*TRY IT*: Look at the entries below and restate word for word the lines from the first through the one that has "Query: suit lapel".

*SUPPLIED DATA*:

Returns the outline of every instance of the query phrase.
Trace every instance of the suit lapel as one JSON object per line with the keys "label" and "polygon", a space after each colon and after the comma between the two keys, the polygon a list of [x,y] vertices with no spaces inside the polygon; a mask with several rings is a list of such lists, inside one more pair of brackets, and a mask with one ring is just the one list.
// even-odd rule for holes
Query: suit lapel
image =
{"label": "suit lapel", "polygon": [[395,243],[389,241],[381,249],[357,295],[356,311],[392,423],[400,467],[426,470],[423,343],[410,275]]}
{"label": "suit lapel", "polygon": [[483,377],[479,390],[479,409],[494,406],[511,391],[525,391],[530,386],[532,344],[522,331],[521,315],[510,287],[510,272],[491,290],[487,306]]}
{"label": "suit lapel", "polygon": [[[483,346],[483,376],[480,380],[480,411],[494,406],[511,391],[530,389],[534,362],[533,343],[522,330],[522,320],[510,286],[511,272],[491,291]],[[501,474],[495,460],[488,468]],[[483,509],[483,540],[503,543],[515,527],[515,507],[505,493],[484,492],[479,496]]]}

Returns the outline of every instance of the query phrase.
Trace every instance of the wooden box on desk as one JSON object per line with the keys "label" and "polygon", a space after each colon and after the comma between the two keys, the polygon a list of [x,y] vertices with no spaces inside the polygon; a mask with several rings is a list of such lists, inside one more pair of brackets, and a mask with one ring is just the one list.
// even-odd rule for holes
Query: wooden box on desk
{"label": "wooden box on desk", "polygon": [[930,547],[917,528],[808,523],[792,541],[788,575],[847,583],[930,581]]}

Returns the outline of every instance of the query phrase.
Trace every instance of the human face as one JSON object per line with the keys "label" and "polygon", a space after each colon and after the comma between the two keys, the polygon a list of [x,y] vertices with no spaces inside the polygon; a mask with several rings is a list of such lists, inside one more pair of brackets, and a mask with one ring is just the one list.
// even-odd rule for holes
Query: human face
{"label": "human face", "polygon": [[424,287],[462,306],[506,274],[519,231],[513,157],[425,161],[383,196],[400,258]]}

*SOLUTION FOR THIS PROBLEM*:
Returns the outline of every instance of the query phrase.
Trace every instance of the suit lapel as one JSON object per line with the keys "label" and "polygon", a space after each colon and after the comma between the two keys, the polygon a list of [x,y] vertices with no spaces inside the polygon; a mask with several rings is a list of such lists, inside one more pair of brackets, and a mask with one ring is just the one list.
// even-odd rule for holes
Query: suit lapel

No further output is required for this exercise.